# Start of DATA PROVIDED
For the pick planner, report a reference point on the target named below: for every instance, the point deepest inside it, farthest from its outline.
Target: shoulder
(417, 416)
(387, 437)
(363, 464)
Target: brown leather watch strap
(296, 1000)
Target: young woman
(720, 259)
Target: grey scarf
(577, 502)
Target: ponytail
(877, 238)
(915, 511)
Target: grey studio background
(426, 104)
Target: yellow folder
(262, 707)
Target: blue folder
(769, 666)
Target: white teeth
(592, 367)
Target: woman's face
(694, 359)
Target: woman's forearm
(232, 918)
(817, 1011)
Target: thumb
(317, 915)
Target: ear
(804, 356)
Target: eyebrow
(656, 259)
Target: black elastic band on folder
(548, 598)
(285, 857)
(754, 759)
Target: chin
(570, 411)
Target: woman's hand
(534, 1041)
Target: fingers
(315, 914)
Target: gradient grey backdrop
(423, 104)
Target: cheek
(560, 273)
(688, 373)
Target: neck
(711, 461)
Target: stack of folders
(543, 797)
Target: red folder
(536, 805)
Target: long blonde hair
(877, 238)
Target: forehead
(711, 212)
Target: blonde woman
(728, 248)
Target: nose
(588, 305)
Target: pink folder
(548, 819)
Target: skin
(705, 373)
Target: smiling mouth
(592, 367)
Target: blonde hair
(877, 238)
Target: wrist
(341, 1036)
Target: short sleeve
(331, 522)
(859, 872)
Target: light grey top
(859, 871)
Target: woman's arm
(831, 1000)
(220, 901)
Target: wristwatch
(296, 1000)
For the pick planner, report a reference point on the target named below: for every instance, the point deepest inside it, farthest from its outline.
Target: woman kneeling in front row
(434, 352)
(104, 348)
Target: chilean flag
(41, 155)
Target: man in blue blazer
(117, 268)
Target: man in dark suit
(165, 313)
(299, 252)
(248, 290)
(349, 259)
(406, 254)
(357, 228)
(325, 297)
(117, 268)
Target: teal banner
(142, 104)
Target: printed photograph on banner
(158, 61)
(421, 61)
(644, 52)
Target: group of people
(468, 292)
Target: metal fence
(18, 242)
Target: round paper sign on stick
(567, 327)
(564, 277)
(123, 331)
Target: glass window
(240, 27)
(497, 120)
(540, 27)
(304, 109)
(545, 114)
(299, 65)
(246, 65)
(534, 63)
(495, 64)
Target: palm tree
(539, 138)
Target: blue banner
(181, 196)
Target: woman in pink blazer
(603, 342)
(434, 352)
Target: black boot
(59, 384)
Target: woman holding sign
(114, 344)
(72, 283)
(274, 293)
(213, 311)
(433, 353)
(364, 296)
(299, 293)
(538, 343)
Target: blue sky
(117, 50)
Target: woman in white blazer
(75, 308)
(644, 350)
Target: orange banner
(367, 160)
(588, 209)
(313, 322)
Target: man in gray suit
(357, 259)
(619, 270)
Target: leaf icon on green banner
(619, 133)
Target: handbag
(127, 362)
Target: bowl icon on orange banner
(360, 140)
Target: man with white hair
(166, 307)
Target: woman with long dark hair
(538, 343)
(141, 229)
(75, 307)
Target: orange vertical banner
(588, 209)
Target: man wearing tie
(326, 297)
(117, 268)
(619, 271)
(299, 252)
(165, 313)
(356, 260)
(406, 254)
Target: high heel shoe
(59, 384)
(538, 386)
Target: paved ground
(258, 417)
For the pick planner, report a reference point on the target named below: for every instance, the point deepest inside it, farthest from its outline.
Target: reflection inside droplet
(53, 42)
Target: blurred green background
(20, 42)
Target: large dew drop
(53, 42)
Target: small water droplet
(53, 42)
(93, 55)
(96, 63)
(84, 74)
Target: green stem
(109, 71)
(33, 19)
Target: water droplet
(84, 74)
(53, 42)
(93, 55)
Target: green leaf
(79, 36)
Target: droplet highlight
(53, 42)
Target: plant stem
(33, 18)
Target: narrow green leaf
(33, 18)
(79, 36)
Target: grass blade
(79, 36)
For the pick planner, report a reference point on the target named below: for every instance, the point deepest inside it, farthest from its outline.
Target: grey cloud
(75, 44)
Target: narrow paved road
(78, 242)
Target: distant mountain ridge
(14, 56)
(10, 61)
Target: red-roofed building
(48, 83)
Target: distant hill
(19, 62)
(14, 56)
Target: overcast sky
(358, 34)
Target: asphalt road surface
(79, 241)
# End of DATA PROVIDED
WRITTEN TASK:
Rewrite every line of the items above as a Markdown table with the columns Row and Line, omitting blank lines.

TASK OUTPUT:
| Row | Line |
|---|---|
| 1 | For the pick planner, report a reference point on the target named below: for every instance, the point deepest inside it, farthest from its outline. |
| 2 | Target: shoulder |
| 3 | (417, 416) |
| 4 | (387, 437) |
| 5 | (363, 464) |
| 6 | Target: brown leather watch strap |
| 7 | (296, 1000) |
| 8 | Target: young woman |
| 9 | (720, 259) |
| 10 | Target: grey scarf |
| 11 | (577, 502) |
| 12 | Target: ponytail |
| 13 | (877, 238) |
| 14 | (915, 511) |
| 15 | Target: grey studio background |
| 16 | (426, 104) |
| 17 | Target: yellow folder |
| 18 | (262, 707) |
| 19 | Target: blue folder |
| 20 | (769, 666) |
| 21 | Target: white teeth |
| 22 | (592, 367) |
| 23 | Target: woman's face |
| 24 | (694, 359) |
| 25 | Target: woman's forearm |
| 26 | (232, 918) |
| 27 | (817, 1011) |
| 28 | Target: thumb |
| 29 | (317, 915) |
| 30 | Target: ear |
| 31 | (804, 356) |
| 32 | Target: eyebrow |
| 33 | (656, 259) |
| 34 | Target: black elastic band on folder |
| 35 | (548, 598) |
| 36 | (285, 857) |
| 37 | (754, 759) |
| 38 | Target: chin |
| 39 | (570, 411) |
| 40 | Target: woman's hand |
| 41 | (534, 1041) |
| 42 | Target: fingers |
| 43 | (315, 914) |
| 44 | Target: gradient grey backdrop |
| 45 | (423, 104) |
| 46 | Target: cheek |
| 47 | (560, 273) |
| 48 | (688, 373) |
| 49 | Target: neck |
| 50 | (711, 461) |
| 51 | Target: stack of folders |
| 52 | (543, 797) |
| 53 | Target: red folder |
| 54 | (536, 805) |
| 55 | Target: long blonde hair |
| 56 | (877, 238) |
| 57 | Target: forehead |
| 58 | (711, 212) |
| 59 | Target: blonde woman |
| 60 | (728, 248) |
| 61 | Target: nose |
| 62 | (588, 305) |
| 63 | Target: pink folder |
| 64 | (548, 819) |
| 65 | Target: skin |
| 66 | (705, 373) |
| 67 | Target: smiling mouth |
| 68 | (592, 367) |
| 69 | Target: blonde hair |
| 70 | (877, 238) |
| 71 | Target: wrist |
| 72 | (341, 1036) |
| 73 | Target: short sleeve |
| 74 | (331, 522) |
| 75 | (859, 872) |
| 76 | Target: light grey top |
| 77 | (859, 871) |
| 78 | Target: woman's arm |
| 79 | (831, 1000) |
| 80 | (220, 901) |
| 81 | Target: wristwatch |
| 82 | (296, 1000) |
| 83 | For the pick planner, report a reference point on the target named below: for every instance, the point deepest inside it, farthest from its outline. |
| 84 | Target: woman kneeling in front row |
| 85 | (434, 352) |
| 86 | (104, 348) |
| 87 | Target: chilean flag |
| 88 | (41, 155) |
| 89 | Target: man in blue blazer |
| 90 | (117, 268) |
| 91 | Target: man in dark suit |
| 92 | (165, 313) |
| 93 | (299, 252) |
| 94 | (248, 290) |
| 95 | (349, 259) |
| 96 | (406, 254) |
| 97 | (357, 228) |
| 98 | (325, 297) |
| 99 | (117, 268) |
| 100 | Target: teal banner |
| 101 | (142, 104) |
| 102 | Target: printed photograph on banner |
| 103 | (158, 61) |
| 104 | (421, 61) |
| 105 | (644, 52) |
| 106 | Target: group of people |
| 107 | (468, 292) |
| 108 | Target: metal fence |
| 109 | (18, 242) |
| 110 | Target: round paper sign on stick |
| 111 | (567, 327) |
| 112 | (564, 277) |
| 113 | (123, 331) |
| 114 | Target: glass window |
| 115 | (240, 27) |
| 116 | (497, 120) |
| 117 | (540, 27) |
| 118 | (304, 109) |
| 119 | (545, 114) |
| 120 | (299, 65) |
| 121 | (246, 65) |
| 122 | (534, 63) |
| 123 | (495, 64) |
| 124 | Target: palm tree |
| 125 | (539, 138) |
| 126 | Target: blue banner |
| 127 | (181, 196) |
| 128 | Target: woman in pink blazer |
| 129 | (603, 342) |
| 130 | (434, 352) |
| 131 | Target: black boot |
| 132 | (59, 384) |
| 133 | Target: woman holding sign |
| 134 | (114, 344) |
| 135 | (72, 283) |
| 136 | (274, 293) |
| 137 | (213, 311) |
| 138 | (433, 353) |
| 139 | (364, 296) |
| 140 | (299, 293) |
| 141 | (538, 343) |
| 142 | Target: blue sky |
| 143 | (117, 50) |
| 144 | Target: woman in white blazer |
| 145 | (75, 308) |
| 146 | (644, 350) |
| 147 | Target: orange banner |
| 148 | (367, 160) |
| 149 | (588, 209) |
| 150 | (313, 322) |
| 151 | Target: man in gray suit |
| 152 | (357, 259) |
| 153 | (619, 270) |
| 154 | Target: leaf icon on green banner |
| 155 | (619, 133) |
| 156 | Target: handbag |
| 157 | (127, 362) |
| 158 | Target: bowl icon on orange banner |
| 159 | (360, 140) |
| 160 | Target: man with white hair |
| 161 | (166, 307) |
| 162 | Target: woman with long dark hair |
| 163 | (538, 343) |
| 164 | (141, 229) |
| 165 | (75, 307) |
| 166 | Target: orange vertical banner |
| 167 | (588, 209) |
| 168 | Target: man wearing tie |
| 169 | (326, 297) |
| 170 | (117, 268) |
| 171 | (619, 271) |
| 172 | (299, 252) |
| 173 | (165, 313) |
| 174 | (356, 260) |
| 175 | (406, 254) |
| 176 | Target: high heel shoe |
| 177 | (59, 384) |
| 178 | (538, 386) |
| 179 | Target: paved ground |
| 180 | (258, 417) |
| 181 | For the pick planner, report a reference point on the target named below: for every instance, the point deepest inside it, farthest from its outline. |
| 182 | Target: reflection inside droplet |
| 183 | (53, 42) |
| 184 | Target: blurred green background |
| 185 | (20, 42) |
| 186 | Target: large dew drop |
| 187 | (53, 42) |
| 188 | Target: small water droplet |
| 189 | (53, 42) |
| 190 | (93, 55) |
| 191 | (96, 63) |
| 192 | (84, 74) |
| 193 | Target: green stem |
| 194 | (109, 71) |
| 195 | (33, 19) |
| 196 | Target: water droplet |
| 197 | (84, 74) |
| 198 | (53, 42) |
| 199 | (93, 55) |
| 200 | Target: green leaf |
| 201 | (79, 36) |
| 202 | Target: droplet highlight |
| 203 | (53, 42) |
| 204 | Target: plant stem |
| 205 | (33, 18) |
| 206 | Target: narrow green leaf |
| 207 | (33, 18) |
| 208 | (79, 36) |
| 209 | Target: grass blade |
| 210 | (79, 36) |
| 211 | For the pick planner, report a reference point on the target named below: for every instance, the point deepest inside it, farthest from its outline. |
| 212 | Target: grey cloud |
| 213 | (75, 44) |
| 214 | Target: narrow paved road |
| 215 | (78, 242) |
| 216 | Target: distant mountain ridge |
| 217 | (14, 56) |
| 218 | (10, 61) |
| 219 | Target: red-roofed building |
| 220 | (48, 83) |
| 221 | Target: distant hill |
| 222 | (19, 62) |
| 223 | (14, 56) |
| 224 | Target: overcast sky |
| 225 | (358, 34) |
| 226 | Target: asphalt road surface |
| 227 | (79, 241) |